Problems to solve:
**1)** Sum up the piece about Gillian Fairgreave in two sentences.
**2)** According to the piece about Gillian Fairgreave, what was she charged with?
**3)** Carry on the piece about Gillian Fairgreave from the point where it stops.

Given text:
■ ■ ■ ■ ■

Picture the scene: a woman goes to a railway track, determined to self-harm. Eventually, after negotiation with police officers, she resists the urge to hurt herself and leaves the scene.
Relief all round.
Or, a month in jail.
This is what happened to Gillian Fairgreave, a woman from Doncaster in the north of England. After three attempts to self-harm, which took place on a railway track, on a railway bridge, and on a footbridge over a road, Fairgreave was charged with causing a nuisance to the public. The scant media coverage focused on the disruption this caused — delays to travellers and costs to railway authorities — without displaying any empathy in considering the distress within Fairgreave herself that caused the incidents.
There is no denying that train delays and road closures cause frustration. But, when compared to a human life in danger, people’s priorities must remain compassionate. Fairgreave would not have set out to cause disruption to commuters — her intentions appear to be self-destructive, above all.
As a society, we must realise that criminalising a woman for her mental distress is abhorrent. It does not resolve the problem; her distress remains or is exacerbated by her criminal conviction. It simply serves to stigmatise her even further and punish her for her pain.
This comes in the context of a nation in the midst of an ‘austerity’ plan that has seen the country’s mental health services being devastated by cuts.

■ ■ ■ ■ ■

Data below:
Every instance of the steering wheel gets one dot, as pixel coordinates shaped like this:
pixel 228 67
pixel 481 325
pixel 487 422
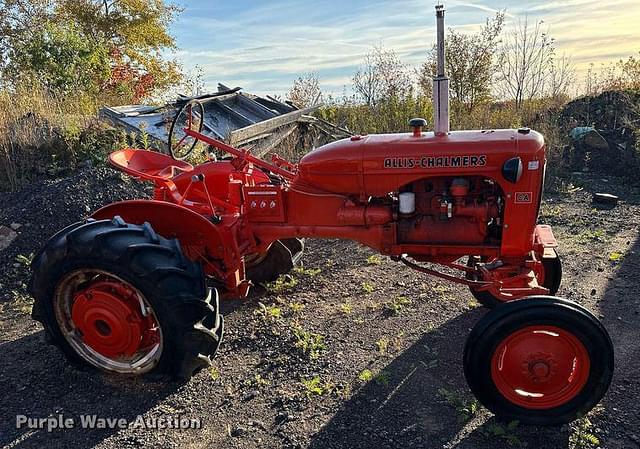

■ ■ ■ ■ ■

Responses:
**1)** Gillian Fairgreave, a woman from Doncaster, was charged with causing a nuisance to the public after three attempts to self-harm on a railway track, a railway bridge and a footbridge over a road, and the little media coverage focused on the disruption rather than her distress. The writer argues that criminalizing a woman for her mental distress is abhorrent because it does not resolve the problem and only stigmatizes and punishes her, at a time when cuts have devastated the country's mental health services.

**2)** Causing a nuisance to the public.

**3)**
Patients are losing in the austerity fight
Mental health charity Mind reported last year that funding for services had been cut by eight percent, which translates to almost £600 million. At times, there is not a single adult psychiatric hospital bed available in the country.
Mind’s Chief Executive describes the problem: ‘The impact of these cuts falls squarely on patient care. Bed shortages, cuts to frontline nursing posts and long waiting times for therapy have been well-documented in the last couple of years and, at the same time, demand has been increasing as more and more people come forward and seek help. The treatment gap for mental health is huge – 75 percent of people with mental health problems get no help at all. Meanwhile, many more are being turned away from services when they need them the most, left to cope alone with self-harm and suicidal thoughts.’
Less than one in five people who underwent mental health crisis services last year felt that they had received appropriate care, and poor reports of community care are rife. As services lose funding, and pressures associated with decreased social security spending and other public sector cuts rise, patients are losing out.
Lynn Harrison, a mental health activist and wellbeing service worker, told me that people experiencing mental distress are being referred for a mental health assessment for which they wait months, and then they are not offered a service.
Rather than enabling people to get support, they’re actually closing the doors.
I can only say that the people that I’ve spoken to, locally and nationally, who experience mental distress, are just thinking that there isn’t any point in actually asking for help. They’re not going to get any.
And so, did Gillian Fairgreave have a range of support options open to her? Harrison imagines she didn’t.
‘I would suspect that she has been asking for help, but she’s probably spent a long time having doors shut in her face, for whatever reason, to get to that. You don’t choose to do something like that to cause annoyance to other people.’
For some people, their only chance of getting adequate mental health support is to commit a crime and have the court mandate treatment as part of a sentence.
Was this the case for Fairgreave? Was probationary mental health provision a reason to plead guilty?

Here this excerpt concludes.